▶ _Extracted text_:
start

Hacking Workbench

Source tree layout

Everything is in /apps/workbench.

Key pieces to know about before going much further:

/ Usual Rails project layout
/app/controllers/application_controller.rb Controller superclass with authentication setup, error handling, and generic CRUD actions
/app/controllers/*.rb Actions other than generic CRUD (users#activity, jobs#generate_provenance, ...)
/app/models/arvados_base.rb Default Arvados model behavior and ActiveRecord-like accessors and introspection features
/app/models/arvados_resource_list.rb ActiveRelation-like class (what you get from Model.where() etc.)

Background resources

Workbench is a Rails 4 application. Javascript readings Angular readings

Unlike a typical Rails project...

  • ActiveRecord in Workbench doesn't talk to the database directly, but instead queries the Arvados API as REST client.
  • The Arvados query API is somewhat limited and doesn't accept SQL statements, so Workbench has to work harder to get what it needs.
  • Workbench itself only has the privileges of the Workbench user: when making Arvados API calls, it uses the API token provided by the user.

Unlike what you might expect...

  • Workbench doesn't use the Ruby SDK. It uses a sort of baked-in Rails SDK.
    • TODO: move it out of Workbench into a gem.
    • TODO: use the Ruby SDK under the hood.

Running in development mode

SSL certificates

You can get started quickly with SSL by generating a self-signed certificate:

openssl req -new -x509 -nodes -out ~/self-signed.pem -keyout ~/self-signed.key -days 3650 -subj '/CN=arvados.example.com'

Alternatively, download a set from the bottom of the API server page.

Download and configure

Follow these instructions to download the source and configure your workbench instance.

Start the server

Save something like the following at ~/bin/workbench, make it executable1, make sure ~/bin is in your path2:

set -e
cd ~/arvados/apps/workbench
export RAILS_ENV=development
bundle install --path=vendor/bundle
exec bundle exec passenger start -p 3031 --ssl --ssl-certificate ~/self-signed.pem --ssl-certificate-key ~/self-signed.key

The first time you run the above it will take a while to install all the ruby gems. In particular Installing nokogiri takes a while

Once you see:

=============== Phusion Passenger Standalone web server started ===============

You can visit your server at:


You can kill your server with ctrl-C but if you get disconnected from the terminal, it will continue running. You can kill it by running

ps x |grep nginx |grep master

And then

kill ####

Replacing #### with the number in the left column returned by ps

1 chmod +x ~/bin/workbench

2 In Debian systems, the default .profile adds ~/bin to your path, but only if it exists when you log in. If you just created ~/bin, doing exec bash -login or source .profile should make ~/bin appear in your path.

end

▶ _Exercise_: Continue the guide to hacking Workbench, starting right after its last sentence. The records that follow have no connection to the guide to hacking Workbench.

An excerpt from a data file:
start

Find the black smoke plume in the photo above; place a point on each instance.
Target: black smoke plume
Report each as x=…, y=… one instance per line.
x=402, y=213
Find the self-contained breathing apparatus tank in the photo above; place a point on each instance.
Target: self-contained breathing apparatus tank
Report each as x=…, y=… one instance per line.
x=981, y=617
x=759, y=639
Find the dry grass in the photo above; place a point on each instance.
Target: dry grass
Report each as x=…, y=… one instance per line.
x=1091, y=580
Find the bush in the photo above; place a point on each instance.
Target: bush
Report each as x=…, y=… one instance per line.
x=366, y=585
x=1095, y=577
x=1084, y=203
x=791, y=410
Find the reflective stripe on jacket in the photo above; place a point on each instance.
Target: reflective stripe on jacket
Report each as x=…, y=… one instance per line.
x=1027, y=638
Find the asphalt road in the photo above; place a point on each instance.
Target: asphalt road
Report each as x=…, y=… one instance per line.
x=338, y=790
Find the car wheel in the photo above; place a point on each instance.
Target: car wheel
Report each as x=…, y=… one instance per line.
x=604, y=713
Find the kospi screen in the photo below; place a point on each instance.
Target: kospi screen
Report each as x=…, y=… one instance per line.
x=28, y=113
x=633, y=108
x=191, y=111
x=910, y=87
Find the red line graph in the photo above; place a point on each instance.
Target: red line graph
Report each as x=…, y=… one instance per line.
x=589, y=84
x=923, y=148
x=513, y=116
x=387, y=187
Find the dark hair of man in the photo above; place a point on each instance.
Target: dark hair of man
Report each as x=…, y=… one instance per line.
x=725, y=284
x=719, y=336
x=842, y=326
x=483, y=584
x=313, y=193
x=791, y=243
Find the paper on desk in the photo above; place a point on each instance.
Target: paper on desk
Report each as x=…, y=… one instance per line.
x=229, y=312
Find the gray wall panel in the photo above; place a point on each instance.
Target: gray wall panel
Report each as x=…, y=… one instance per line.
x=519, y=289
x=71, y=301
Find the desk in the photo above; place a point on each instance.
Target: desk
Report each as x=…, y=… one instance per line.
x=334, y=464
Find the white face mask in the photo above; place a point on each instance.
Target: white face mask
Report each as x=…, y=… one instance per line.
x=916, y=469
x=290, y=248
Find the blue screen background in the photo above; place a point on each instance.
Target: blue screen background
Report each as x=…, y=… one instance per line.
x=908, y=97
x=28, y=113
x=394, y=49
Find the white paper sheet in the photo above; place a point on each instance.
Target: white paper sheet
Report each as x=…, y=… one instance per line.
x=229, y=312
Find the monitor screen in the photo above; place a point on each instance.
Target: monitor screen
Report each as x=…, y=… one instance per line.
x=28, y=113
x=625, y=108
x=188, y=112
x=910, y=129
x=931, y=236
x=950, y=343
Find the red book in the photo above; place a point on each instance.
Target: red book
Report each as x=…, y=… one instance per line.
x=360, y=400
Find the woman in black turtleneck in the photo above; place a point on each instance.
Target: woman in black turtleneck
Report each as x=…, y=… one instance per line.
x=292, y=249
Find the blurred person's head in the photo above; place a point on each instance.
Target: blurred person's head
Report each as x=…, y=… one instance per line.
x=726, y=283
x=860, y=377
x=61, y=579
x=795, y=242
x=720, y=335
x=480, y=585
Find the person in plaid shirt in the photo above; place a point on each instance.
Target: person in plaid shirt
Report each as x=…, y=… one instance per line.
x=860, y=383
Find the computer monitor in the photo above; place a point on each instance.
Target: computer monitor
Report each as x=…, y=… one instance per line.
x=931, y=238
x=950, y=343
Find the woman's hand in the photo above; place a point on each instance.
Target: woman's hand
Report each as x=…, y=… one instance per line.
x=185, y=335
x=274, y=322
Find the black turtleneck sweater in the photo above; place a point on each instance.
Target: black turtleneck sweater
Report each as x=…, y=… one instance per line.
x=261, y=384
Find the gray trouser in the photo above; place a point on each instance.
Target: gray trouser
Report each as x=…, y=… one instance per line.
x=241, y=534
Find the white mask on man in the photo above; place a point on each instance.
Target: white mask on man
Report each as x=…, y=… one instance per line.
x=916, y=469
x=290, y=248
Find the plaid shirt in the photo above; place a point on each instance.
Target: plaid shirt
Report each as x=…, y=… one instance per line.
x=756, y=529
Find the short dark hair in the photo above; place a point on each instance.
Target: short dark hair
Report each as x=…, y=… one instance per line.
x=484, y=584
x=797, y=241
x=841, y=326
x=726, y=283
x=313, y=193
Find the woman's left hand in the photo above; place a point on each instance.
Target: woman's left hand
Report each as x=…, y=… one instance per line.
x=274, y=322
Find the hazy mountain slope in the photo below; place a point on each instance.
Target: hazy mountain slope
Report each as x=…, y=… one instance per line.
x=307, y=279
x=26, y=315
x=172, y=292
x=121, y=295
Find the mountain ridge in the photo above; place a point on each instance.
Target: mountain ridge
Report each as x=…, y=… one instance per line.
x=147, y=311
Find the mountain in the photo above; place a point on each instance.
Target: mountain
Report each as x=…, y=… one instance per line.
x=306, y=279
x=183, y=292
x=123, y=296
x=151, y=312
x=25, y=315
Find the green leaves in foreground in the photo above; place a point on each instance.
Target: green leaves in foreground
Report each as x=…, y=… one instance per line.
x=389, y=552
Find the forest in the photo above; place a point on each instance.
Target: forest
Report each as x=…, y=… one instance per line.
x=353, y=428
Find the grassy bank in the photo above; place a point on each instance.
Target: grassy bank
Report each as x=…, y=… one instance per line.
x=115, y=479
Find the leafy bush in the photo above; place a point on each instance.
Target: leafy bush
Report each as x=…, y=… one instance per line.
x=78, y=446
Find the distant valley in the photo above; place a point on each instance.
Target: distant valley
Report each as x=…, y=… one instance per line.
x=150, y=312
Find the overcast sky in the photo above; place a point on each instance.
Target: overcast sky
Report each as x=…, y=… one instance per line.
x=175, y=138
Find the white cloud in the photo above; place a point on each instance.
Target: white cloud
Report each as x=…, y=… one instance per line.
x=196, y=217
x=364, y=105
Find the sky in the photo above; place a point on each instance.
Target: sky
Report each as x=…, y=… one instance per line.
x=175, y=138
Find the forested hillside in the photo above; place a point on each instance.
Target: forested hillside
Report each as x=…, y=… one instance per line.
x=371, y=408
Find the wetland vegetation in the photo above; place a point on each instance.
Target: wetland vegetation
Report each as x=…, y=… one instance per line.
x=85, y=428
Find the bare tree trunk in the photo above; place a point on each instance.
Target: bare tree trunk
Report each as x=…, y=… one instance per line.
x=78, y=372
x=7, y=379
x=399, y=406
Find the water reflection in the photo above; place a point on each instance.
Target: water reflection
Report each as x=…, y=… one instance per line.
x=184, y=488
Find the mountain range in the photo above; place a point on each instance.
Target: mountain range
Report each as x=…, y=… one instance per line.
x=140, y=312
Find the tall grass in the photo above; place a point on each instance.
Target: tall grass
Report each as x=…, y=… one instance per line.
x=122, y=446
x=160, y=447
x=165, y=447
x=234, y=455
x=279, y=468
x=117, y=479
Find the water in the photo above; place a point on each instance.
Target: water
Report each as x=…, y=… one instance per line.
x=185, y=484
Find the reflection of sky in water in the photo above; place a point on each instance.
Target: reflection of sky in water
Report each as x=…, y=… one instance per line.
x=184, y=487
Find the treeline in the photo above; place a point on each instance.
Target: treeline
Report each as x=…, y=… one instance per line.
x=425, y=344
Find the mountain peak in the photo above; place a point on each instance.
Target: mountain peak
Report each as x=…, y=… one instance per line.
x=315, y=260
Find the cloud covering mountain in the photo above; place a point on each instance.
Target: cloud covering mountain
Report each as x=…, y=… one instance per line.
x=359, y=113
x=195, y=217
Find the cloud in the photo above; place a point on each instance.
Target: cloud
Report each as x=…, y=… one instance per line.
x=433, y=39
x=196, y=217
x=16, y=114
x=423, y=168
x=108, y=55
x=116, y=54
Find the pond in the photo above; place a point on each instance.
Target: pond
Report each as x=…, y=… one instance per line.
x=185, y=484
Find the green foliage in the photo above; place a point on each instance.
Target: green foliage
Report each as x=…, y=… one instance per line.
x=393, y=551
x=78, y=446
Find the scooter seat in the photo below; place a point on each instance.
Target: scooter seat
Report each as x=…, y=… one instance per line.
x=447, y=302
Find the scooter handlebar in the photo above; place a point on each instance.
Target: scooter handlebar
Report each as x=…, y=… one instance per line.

end

▶ _Task result_:
Running tests

The test suite brings up an API server in test mode, and runs browser tests with Firefox.

Make sure API server has its dependencies in place and its database schema up-to-date.

 set -e
 cd ../../services/api
 RAILS_ENV=test bundle install --path=vendor/bundle
 RAILS_ENV=test bundle exec rake db:migrate

Install headless testing tools.

sudo apt-get install xvfb iceweasel

(Install firefox instead of iceweasel if you're not using Debian.)

Install phantomjs. (See http://phantomjs.org/download.html for latest version.)

wget -P /tmp https://bitbucket.org/ariya/phantomjs/downloads/phantomjs-1.9.8-linux-x86_64.tar.bz2
sudo tar -C /usr/local -xjf /tmp/phantomjs-1.9.8-linux-x86_64.tar.bz2
sudo ln -s ../phantomjs-1.9.8-linux-x86_64/bin/phantomjs /usr/local/bin/

Run the test suite.

RAILS_ENV=test bundle exec rake test

When tests fail...

When an integration test fails (or skips) a screenshot is automatically saved in arvados/apps/workbench/tmp/workbench-fail-1.png, etc.

By default, rake test just shows F when a test fails (and E when a test crashes) and doesn't tell you which tests had problems until the entire test suite is done. During development it makes more sense to use TESTOPTS=-v. This reports after each test the test class and name, outcome, and elapsed time:
  • $ RAILS_ENV=test bundle exec rake test TESTOPTS=-v
    ApplicationControllerTest#test_links_for_object = 0.10 s = .
    Saved ./tmp/workbench-fail-2.png
    CollectionsTest#test_combine_selected_collection_files_into_new_collection = 10.89 s = F

Iterating on a single test

Sometimes you want to poke at the code and re-run a single test to confirm that you made it pass. You don't want to reboot everything just to make Minitest notice that you edited your test.

Since #3781 there is a singletest function for this:

arvados/apps/workbench$ RAILS_ENV=test bundle exec irb -Ilib:test
>>> load 'test/test_helper.rb'
>>> singletest 'integration/pipeline_instances_test.rb', 'Create and run a pipeline'
PipelineInstancesTest#test_Create_and_run_a_pipeline = 38.54 s = .

>>> singletest 'integration/pipeline_instances_test.rb', 'Create and run a pipeline'
PipelineInstancesTest#test_Create_and_run_a_pipeline = 29.58 s = .

Loading state from API into models

If your model makes an API call that returns the new state of an object, load the new attributes into the local model with private_reload:

  api_response = $arvados_api_client.api(...)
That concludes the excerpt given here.